**Problem requirements:**
Extract every line from the records below that contains the word "before".

===== Records for processing

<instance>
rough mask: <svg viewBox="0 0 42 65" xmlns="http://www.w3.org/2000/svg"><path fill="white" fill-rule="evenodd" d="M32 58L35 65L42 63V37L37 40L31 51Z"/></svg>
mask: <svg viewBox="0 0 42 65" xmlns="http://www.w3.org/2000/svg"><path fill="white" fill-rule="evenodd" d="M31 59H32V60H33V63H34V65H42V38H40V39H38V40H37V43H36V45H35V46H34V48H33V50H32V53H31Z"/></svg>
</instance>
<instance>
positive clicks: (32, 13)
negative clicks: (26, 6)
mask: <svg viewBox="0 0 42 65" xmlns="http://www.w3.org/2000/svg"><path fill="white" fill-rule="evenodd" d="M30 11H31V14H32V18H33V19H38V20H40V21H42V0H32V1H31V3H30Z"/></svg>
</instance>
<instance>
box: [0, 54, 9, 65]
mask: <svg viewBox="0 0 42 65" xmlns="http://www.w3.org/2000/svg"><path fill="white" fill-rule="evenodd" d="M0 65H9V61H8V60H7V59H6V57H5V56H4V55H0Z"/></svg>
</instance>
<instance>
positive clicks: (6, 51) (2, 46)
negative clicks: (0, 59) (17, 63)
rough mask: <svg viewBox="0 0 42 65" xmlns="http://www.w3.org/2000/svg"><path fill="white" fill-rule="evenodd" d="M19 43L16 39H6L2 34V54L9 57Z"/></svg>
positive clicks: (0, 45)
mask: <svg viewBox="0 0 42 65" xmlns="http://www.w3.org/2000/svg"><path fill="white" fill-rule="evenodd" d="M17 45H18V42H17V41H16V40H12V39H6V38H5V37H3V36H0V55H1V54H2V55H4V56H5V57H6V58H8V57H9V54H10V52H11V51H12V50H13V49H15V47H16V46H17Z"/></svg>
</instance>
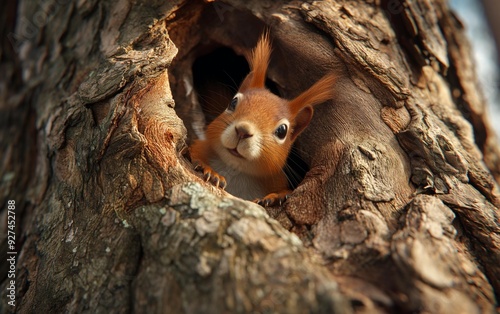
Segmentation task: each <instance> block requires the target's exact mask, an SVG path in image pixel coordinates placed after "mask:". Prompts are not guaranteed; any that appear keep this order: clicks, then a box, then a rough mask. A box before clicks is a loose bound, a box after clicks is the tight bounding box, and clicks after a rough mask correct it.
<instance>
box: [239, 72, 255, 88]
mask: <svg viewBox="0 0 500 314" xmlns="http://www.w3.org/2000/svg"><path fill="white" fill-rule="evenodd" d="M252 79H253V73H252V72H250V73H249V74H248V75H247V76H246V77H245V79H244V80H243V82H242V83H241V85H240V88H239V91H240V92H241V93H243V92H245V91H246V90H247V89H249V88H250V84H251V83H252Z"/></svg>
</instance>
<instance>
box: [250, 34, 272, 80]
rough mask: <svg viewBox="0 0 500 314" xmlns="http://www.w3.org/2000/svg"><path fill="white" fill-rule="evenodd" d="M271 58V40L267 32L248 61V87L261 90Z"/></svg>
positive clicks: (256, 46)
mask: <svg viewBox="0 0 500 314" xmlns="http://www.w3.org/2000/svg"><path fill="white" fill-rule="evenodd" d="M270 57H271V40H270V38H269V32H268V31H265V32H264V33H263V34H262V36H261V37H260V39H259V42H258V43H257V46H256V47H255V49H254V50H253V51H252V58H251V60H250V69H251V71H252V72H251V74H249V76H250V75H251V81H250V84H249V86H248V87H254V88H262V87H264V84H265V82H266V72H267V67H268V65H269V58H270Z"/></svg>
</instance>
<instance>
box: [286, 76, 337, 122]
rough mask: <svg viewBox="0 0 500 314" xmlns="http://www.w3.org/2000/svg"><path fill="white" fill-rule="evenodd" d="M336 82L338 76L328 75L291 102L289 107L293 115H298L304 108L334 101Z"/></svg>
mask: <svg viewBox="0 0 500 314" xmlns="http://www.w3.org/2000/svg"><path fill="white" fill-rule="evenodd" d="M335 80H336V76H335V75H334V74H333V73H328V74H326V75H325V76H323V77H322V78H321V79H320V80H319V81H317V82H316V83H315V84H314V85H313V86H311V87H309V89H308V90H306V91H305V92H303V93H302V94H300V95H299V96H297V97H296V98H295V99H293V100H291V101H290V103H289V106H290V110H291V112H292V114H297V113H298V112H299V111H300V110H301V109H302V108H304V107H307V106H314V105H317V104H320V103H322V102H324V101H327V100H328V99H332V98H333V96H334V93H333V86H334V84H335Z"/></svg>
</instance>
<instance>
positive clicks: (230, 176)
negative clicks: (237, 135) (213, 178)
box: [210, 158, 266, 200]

==========
===== Records for processing

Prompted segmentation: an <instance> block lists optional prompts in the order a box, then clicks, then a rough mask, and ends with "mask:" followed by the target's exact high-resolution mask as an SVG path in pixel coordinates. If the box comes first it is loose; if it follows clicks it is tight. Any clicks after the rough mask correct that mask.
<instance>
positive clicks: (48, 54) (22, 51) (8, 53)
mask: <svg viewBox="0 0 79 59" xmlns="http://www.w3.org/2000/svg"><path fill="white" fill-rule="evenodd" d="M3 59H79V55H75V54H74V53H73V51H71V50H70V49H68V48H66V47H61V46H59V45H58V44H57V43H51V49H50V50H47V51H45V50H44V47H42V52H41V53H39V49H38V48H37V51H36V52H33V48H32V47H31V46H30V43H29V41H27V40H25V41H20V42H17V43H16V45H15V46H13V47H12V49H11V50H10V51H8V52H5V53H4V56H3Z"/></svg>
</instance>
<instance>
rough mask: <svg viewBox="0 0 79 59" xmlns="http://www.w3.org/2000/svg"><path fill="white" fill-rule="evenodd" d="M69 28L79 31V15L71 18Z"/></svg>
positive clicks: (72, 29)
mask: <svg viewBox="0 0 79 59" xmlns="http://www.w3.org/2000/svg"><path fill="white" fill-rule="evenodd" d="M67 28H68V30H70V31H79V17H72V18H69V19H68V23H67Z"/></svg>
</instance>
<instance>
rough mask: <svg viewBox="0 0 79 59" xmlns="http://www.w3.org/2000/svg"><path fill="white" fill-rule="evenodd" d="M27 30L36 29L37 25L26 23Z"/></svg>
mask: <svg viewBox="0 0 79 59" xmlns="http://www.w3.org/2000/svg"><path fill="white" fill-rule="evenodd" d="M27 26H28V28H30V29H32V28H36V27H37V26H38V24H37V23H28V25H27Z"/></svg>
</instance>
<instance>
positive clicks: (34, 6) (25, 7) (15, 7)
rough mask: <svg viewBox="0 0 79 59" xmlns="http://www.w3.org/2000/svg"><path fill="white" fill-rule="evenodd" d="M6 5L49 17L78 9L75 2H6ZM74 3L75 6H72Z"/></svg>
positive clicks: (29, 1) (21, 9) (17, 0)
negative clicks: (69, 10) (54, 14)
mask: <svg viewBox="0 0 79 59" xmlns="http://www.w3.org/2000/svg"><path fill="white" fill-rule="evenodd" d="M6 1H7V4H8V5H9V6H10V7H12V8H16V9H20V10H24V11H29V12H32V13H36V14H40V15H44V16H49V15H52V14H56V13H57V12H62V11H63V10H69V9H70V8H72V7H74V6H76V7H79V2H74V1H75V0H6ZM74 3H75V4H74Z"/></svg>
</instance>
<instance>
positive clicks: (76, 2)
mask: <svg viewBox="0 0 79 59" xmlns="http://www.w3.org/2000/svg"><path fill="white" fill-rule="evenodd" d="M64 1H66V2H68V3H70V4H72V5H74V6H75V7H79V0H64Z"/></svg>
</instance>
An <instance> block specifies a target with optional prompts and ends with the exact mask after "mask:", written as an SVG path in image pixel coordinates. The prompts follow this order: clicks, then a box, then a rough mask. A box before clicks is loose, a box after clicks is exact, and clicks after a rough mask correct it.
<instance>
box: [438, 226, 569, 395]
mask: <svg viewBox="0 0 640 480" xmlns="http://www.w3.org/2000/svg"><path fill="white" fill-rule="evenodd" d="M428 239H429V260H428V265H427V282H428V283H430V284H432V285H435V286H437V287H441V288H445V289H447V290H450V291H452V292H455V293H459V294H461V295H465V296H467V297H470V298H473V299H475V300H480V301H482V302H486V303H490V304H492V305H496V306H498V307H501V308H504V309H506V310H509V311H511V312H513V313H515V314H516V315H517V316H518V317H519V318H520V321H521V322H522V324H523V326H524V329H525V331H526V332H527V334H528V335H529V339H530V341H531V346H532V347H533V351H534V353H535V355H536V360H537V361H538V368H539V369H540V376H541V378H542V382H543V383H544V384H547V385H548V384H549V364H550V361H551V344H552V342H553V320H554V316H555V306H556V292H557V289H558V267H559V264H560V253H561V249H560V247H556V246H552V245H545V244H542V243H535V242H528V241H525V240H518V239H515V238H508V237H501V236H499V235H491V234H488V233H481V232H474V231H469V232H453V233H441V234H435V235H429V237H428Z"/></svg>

==========

**Answer to the exercise:**
Segmentation task: each <instance> block requires the target's exact mask, an SVG path in image pixel coordinates placed after "mask:". Prompts are not guaranteed; any that appear keep this order: clicks, then a box, then a rough mask. A box before clicks is a loose bound, a box after clicks is the tight bounding box, and clicks after a rough mask correct it.
An <instance> block specifies a target with optional prompts and ends with the exact mask after "mask:", written as an SVG path in image pixel coordinates. The prompts follow this order: clicks, then a box, then a rough mask. A box before clicks is loose, a box after clicks is exact, and clicks after a rough mask correct it.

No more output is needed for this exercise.